**WHAT THE TASK REQUIRES:** Your task is to repeat the entries underneath exactly, minus the pictures.

Top of DATA EXTRACT

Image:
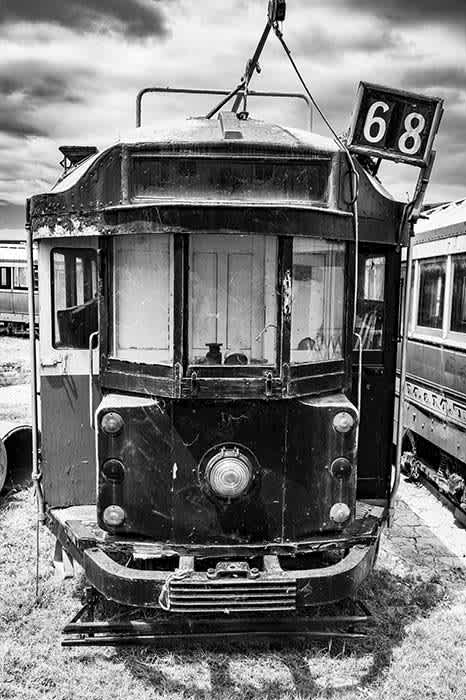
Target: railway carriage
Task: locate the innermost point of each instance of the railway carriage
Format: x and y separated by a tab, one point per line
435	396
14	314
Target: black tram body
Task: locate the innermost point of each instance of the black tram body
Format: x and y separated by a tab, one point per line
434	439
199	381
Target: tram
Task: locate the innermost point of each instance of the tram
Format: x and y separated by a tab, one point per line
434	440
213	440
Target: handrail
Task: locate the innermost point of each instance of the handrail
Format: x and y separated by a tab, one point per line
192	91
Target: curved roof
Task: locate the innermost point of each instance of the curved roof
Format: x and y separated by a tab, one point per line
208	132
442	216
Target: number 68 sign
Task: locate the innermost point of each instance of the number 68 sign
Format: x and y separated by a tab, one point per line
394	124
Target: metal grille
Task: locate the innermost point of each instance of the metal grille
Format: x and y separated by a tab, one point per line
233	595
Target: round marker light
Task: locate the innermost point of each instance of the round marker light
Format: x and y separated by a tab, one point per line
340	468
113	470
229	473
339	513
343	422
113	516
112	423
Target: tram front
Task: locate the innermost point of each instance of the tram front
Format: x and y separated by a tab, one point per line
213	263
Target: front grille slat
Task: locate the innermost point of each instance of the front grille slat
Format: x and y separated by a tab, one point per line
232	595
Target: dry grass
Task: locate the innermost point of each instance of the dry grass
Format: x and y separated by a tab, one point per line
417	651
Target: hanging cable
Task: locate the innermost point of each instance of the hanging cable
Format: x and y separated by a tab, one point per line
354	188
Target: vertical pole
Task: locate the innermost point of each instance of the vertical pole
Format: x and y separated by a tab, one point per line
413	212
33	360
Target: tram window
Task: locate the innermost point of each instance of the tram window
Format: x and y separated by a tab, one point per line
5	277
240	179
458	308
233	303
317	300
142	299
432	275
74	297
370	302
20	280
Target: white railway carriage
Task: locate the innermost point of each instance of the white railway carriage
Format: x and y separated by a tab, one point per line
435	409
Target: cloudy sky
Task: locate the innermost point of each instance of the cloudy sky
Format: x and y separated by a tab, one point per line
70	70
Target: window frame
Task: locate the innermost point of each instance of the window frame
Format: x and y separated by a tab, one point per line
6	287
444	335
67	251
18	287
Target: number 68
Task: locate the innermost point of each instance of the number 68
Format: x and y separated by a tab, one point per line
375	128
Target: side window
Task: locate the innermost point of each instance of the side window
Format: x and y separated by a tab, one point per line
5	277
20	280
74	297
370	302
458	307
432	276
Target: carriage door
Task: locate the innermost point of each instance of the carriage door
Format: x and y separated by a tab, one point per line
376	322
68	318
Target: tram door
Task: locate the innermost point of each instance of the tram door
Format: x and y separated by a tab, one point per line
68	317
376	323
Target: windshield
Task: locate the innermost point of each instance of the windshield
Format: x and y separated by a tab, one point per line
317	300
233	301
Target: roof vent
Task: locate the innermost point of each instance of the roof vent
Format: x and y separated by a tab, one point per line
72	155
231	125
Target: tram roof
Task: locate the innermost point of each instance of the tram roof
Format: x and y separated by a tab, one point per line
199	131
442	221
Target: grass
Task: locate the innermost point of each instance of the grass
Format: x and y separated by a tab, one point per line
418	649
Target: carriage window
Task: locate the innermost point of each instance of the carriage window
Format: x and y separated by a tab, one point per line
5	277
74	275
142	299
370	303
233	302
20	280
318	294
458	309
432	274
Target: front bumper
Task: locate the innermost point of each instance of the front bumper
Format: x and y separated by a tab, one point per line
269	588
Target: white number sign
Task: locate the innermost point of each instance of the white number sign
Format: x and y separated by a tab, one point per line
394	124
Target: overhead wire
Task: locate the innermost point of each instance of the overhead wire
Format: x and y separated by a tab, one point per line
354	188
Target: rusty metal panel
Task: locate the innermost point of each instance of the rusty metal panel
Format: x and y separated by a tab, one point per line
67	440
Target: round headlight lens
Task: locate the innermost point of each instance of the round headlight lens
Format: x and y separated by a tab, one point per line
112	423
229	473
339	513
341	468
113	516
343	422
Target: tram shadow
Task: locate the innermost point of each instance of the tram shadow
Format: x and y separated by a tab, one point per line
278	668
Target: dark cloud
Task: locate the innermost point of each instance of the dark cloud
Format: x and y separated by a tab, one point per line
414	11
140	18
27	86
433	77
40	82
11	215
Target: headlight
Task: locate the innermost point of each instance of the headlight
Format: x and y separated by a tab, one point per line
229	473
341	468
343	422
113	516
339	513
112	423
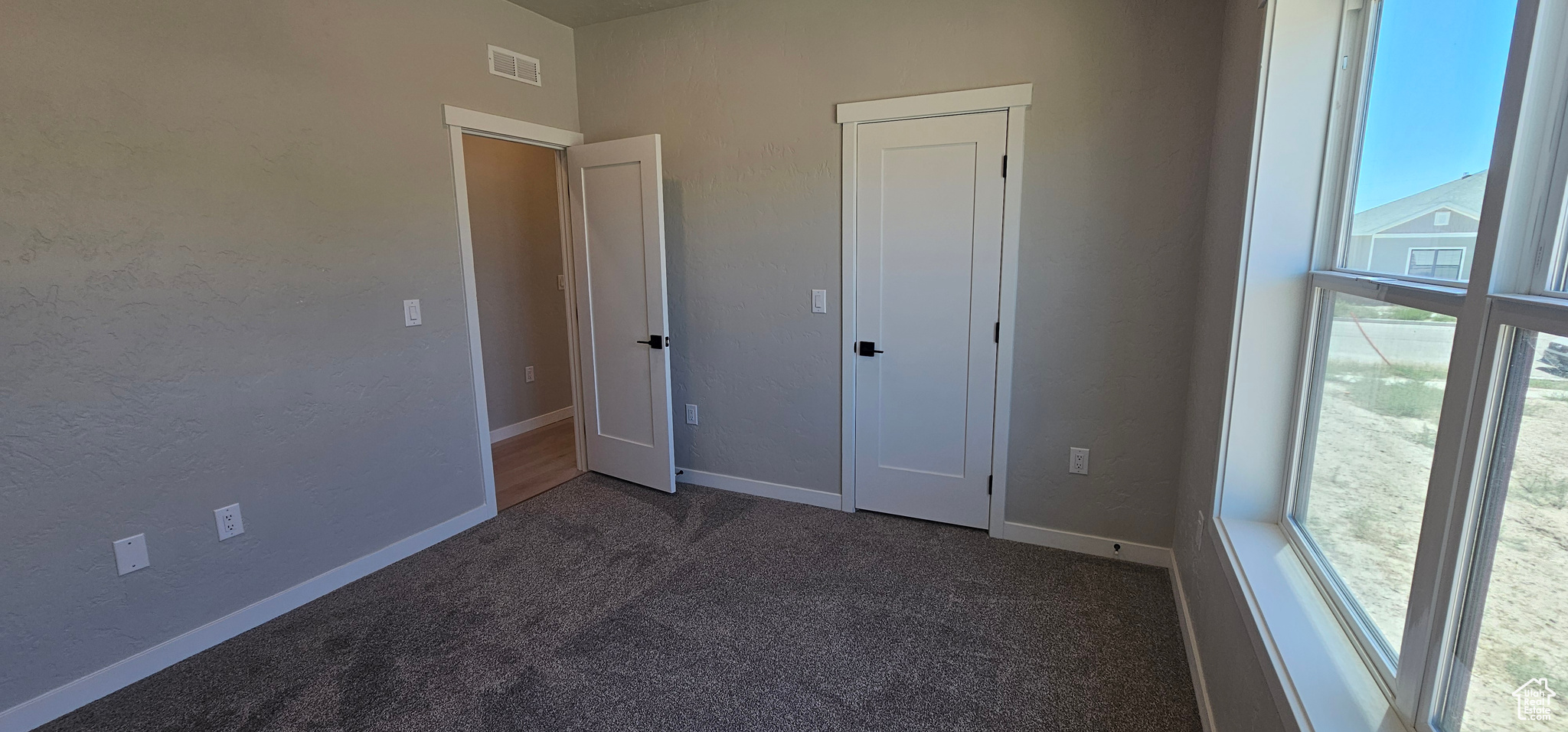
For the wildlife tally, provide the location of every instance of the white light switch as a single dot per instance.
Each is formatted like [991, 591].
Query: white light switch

Bottom of DATA EXTRACT

**SOLUTION TO THIS TASK:**
Image:
Target: railway carriage
Task: locate the innermost point of each instance of the railway carriage
Format: x and y separated by a tab, one point per line
435	396
14	314
Target: black tram body
Task: locate the innermost point of each instance of the black tram body
Format: x and y separated by a tab, one point per line
434	439
199	381
Target: tram
Task: locate the innermost point of each instance of the tram
Format: x and y separated by a tab, one point per line
434	440
213	440
Target: handrail
Task: locate the innermost point of each instance of the handrail
Format: x and y separated by a tab, one point per line
192	91
Target: curved roof
Task: locate the innermost point of each instance of the curved roof
Format: x and y separated by a tab, one point per line
208	132
442	216
Target: number 68 sign
Task: locate the innermost point of each instance of the number 68 sign
Format: x and y separated by a tab, one point per line
394	124
Target: metal grille
Task: locate the innermost point of each instance of the metal grille
Format: x and y separated by a tab, one point per line
233	595
Target: round marker light
Task: locate the innermost point of each instance of the round marker light
Format: x and y separated by a tab, one point per line
340	468
113	470
229	473
339	513
343	422
113	516
112	423
Target: tram front
Task: locate the innermost point of each instance of the tram front
Format: x and y separated by a tab, one point per line
213	263
Target: front grille slat
Task: locate the innermost point of each instance of the front grille slat
Format: x and y separated by a tab, one point per line
232	595
Target: dry grass
Task: locate the innermost point of each instance of the dry grass
Format: x and y separated by a tab, one point per line
417	651
Target: hanging cable
Task: locate the innermost point of each instance of the hanging cable
Format: x and y separated by a tab, one point per line
354	188
Target: vertical pole
Task: locate the innermost point of each instance of the vertical pole
Format: x and y separated by a tab, one point per line
413	212
33	360
Target: tram window
Task: locate the innermost point of each instance of the tram window
Format: x and y separated by a tab, one point per line
5	277
240	179
458	308
233	303
317	300
142	299
432	275
74	297
370	302
20	280
Target: white railway carriage
Task: locate the innermost point of each instance of the white railway carriage
Format: x and y separated by a tab, one point per line
435	409
Target: cloudy sky
Task: locate the innermost point of each instance of the cloudy sky
Format: x and y separated by a tab, one point per line
70	70
Target: window frame
Task: locate the innermost point of each instance of the window frame
Format: x and y separated by a tab, one point per line
6	287
444	335
67	251
18	287
Target: number 68
Task: locate the innermost point of each instance of the number 68
Format: x and y separated by a tab, one point per line
375	128
Target: side window
Task: locate the innermost point of each instance of the side window
Format: x and y separated by a tab, one point per line
5	277
20	280
74	297
370	302
458	307
432	276
Target: carriage door
Task: locate the innermost point of each instance of the carriage door
Format: x and y separated by a tab, one point per line
376	322
68	318
Target: tram door
Task: locate the innermost point of each instance of the tram door
Format: x and y separated by a tab, one point per line
68	317
376	323
Target: windshield
Task: locate the innermost point of each instance of the windshield
Format: x and y separated by a tab, one point per line
317	300
233	301
Target: roof vent
Task: locate the innermost point of each instance of the roof vent
Format: x and y separated by a tab, one point per line
72	155
231	125
Target: tram roof
Task: locate the innermost point of each instance of the tram roof
Format: x and y separated by a tab, one point per line
199	131
442	221
Target: grass
Task: locate the innermost point of each instance of the grass
Format: x and y separated by a tab, one point per line
418	649
Target: carriage window
Task: locate the innermost point of each instance of the carriage window
Format: x and y separated by a tab, one point per line
5	277
74	275
142	299
370	303
233	302
20	280
318	294
458	309
432	274
Target: front bumper
Task: locate the innermost point of each instance of the front bumper
Format: x and y separated by a tab, one point per line
269	588
Target: white number sign
Task: locate the innermost point of each instance of the white number sign
Format: x and y separated by a tab, one point per line
394	124
Target: overhead wire
Task: locate the innermost point of each instance of the overhead wire
Format: x and y separated by a tab, one point per line
354	188
Target: rusty metal panel
Task: locate the innermost point of each instance of the rusty metal panel
Format: x and y separated by a tab, one point per line
67	440
Target: round headlight lens
Task: locate the innermost point of each instance of the round headlight lens
Format: x and y separated by a tab, one point per line
112	423
229	473
339	513
341	468
113	516
343	422
Target: tram shadow
Task: locate the innermost point of each instance of the tram shadow
Format: x and y separated by a tab, one point per line
278	668
Target: dark cloud
Task: locate the innermost point of each instance of the dark cloud
Format: x and y separated by a tab, one point per line
414	11
140	18
27	86
433	77
40	82
11	215
Target: headlight
Task: locate the innermost point of each instance of the headlight
Format: x and y separated by a tab, one point per line
229	473
341	468
343	422
113	516
339	513
112	423
For the wildlife tally, provide the location of every instance of the white light switch as a single dot per instance.
Each is formatted like [991, 591].
Query: white light switch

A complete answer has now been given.